━━━ PROVIDED RECORDS ━━━
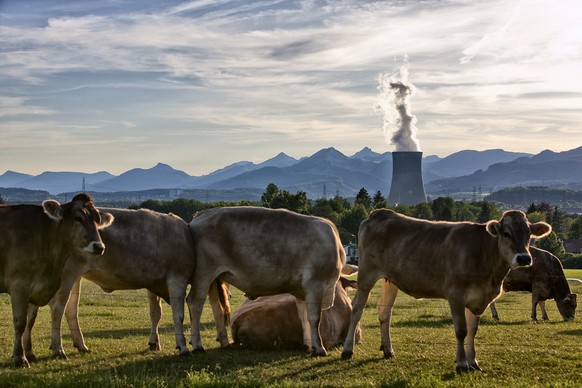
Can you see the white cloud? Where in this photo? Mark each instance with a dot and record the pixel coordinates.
(293, 73)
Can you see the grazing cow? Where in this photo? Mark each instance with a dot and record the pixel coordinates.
(272, 322)
(35, 242)
(545, 279)
(145, 249)
(267, 252)
(462, 262)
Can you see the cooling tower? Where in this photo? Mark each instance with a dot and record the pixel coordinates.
(407, 187)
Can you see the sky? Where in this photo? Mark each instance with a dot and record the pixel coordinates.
(112, 85)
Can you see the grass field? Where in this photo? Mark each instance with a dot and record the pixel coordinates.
(513, 352)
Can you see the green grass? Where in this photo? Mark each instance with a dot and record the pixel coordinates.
(513, 352)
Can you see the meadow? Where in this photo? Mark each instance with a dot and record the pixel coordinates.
(513, 352)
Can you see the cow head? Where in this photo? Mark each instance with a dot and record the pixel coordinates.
(79, 222)
(514, 232)
(567, 307)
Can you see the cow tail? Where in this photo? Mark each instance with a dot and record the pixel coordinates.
(224, 300)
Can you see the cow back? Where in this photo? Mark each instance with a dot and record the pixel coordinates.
(145, 249)
(267, 252)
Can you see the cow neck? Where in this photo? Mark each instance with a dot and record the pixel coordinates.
(500, 268)
(55, 246)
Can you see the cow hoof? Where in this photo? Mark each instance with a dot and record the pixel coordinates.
(463, 368)
(475, 367)
(388, 355)
(154, 346)
(346, 354)
(318, 353)
(21, 363)
(60, 355)
(31, 358)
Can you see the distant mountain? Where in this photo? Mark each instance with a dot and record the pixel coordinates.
(233, 170)
(547, 168)
(157, 177)
(13, 179)
(328, 172)
(468, 161)
(329, 167)
(281, 160)
(59, 182)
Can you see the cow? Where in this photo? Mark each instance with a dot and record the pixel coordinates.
(462, 262)
(267, 252)
(272, 322)
(145, 249)
(545, 279)
(35, 242)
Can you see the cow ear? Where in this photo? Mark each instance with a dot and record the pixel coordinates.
(53, 209)
(106, 220)
(540, 229)
(494, 228)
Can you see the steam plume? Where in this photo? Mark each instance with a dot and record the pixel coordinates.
(394, 92)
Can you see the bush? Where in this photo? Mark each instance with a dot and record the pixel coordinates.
(572, 261)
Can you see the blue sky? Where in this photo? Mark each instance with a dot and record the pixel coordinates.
(117, 84)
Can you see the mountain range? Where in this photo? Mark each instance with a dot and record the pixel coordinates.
(329, 172)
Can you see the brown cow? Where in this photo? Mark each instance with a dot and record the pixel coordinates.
(461, 262)
(34, 245)
(267, 252)
(545, 279)
(145, 249)
(272, 322)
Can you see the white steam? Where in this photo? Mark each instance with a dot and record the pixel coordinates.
(394, 93)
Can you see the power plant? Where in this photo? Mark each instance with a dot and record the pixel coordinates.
(407, 186)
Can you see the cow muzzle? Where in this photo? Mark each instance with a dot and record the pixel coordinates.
(95, 247)
(521, 260)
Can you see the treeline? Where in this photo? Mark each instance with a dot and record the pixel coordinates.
(348, 214)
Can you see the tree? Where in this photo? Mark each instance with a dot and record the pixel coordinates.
(271, 191)
(352, 219)
(551, 243)
(364, 198)
(379, 201)
(442, 209)
(576, 228)
(423, 210)
(488, 212)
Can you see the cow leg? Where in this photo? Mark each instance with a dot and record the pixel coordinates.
(313, 306)
(195, 300)
(460, 324)
(221, 312)
(385, 304)
(155, 303)
(543, 308)
(534, 306)
(71, 311)
(26, 338)
(472, 326)
(494, 313)
(360, 300)
(302, 311)
(19, 316)
(177, 296)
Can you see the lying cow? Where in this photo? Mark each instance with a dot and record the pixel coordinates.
(272, 322)
(145, 249)
(462, 262)
(267, 252)
(545, 279)
(35, 243)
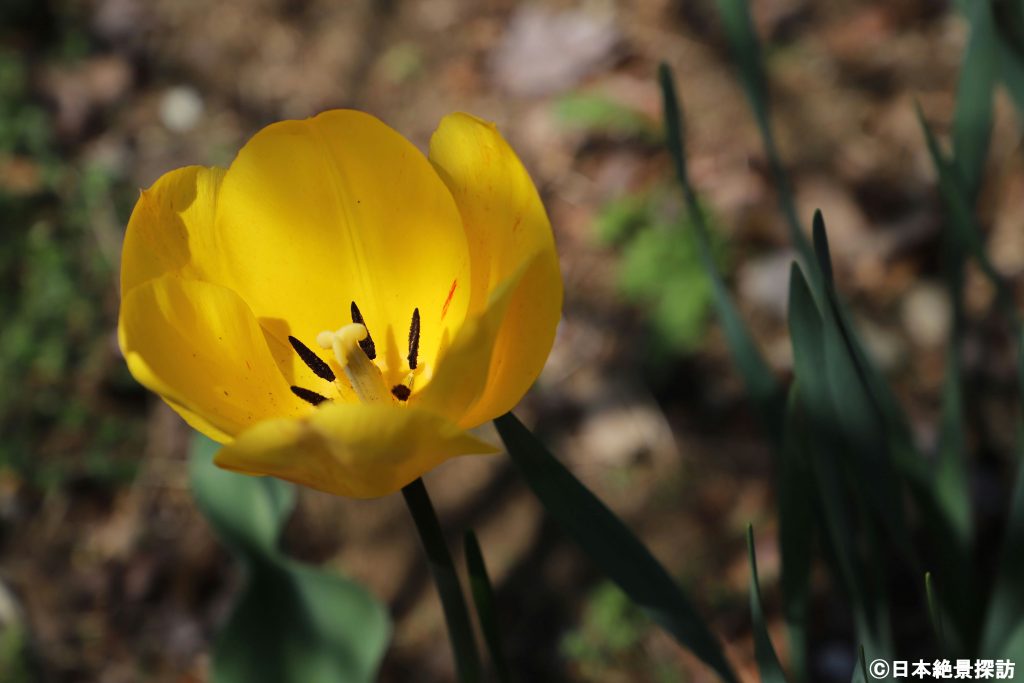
━━━
**DIRECTIVE**
Rewrite the lines starting with the one containing "Can you see the power" and going through the end of the material, replacing "pixel coordinates" with "x and y positions" and changing nothing else. Leave the pictures out of your answer.

**WRITTEN REPLY**
Can you see the power plant? Where in this photo? Mark each instance with a dot and record the x and y positions.
(407, 186)
Can you see the cow muzzle? Where in this photo? Mark each instance with a dot and record the x and y positions.
(95, 247)
(521, 260)
Can you see the treeline? Where in this photo? Mark each instance with a dot and record the x and y positions.
(348, 214)
Can you see the tree? Where in this photo? Mark each instance with a dot and record the x and y positions.
(271, 191)
(352, 219)
(551, 243)
(364, 198)
(379, 201)
(442, 209)
(576, 228)
(423, 210)
(488, 212)
Can you see the cow leg? Where in this photo? Mark each instance with a dot and record the x and y positions.
(313, 306)
(195, 300)
(460, 324)
(221, 312)
(385, 304)
(155, 303)
(543, 308)
(534, 306)
(71, 311)
(26, 338)
(472, 326)
(494, 313)
(360, 300)
(302, 311)
(19, 316)
(177, 296)
Can you see the lying cow? Where in this photo? Mark each instance with a dot and record the x and y positions.
(272, 322)
(145, 249)
(462, 262)
(267, 252)
(545, 279)
(35, 243)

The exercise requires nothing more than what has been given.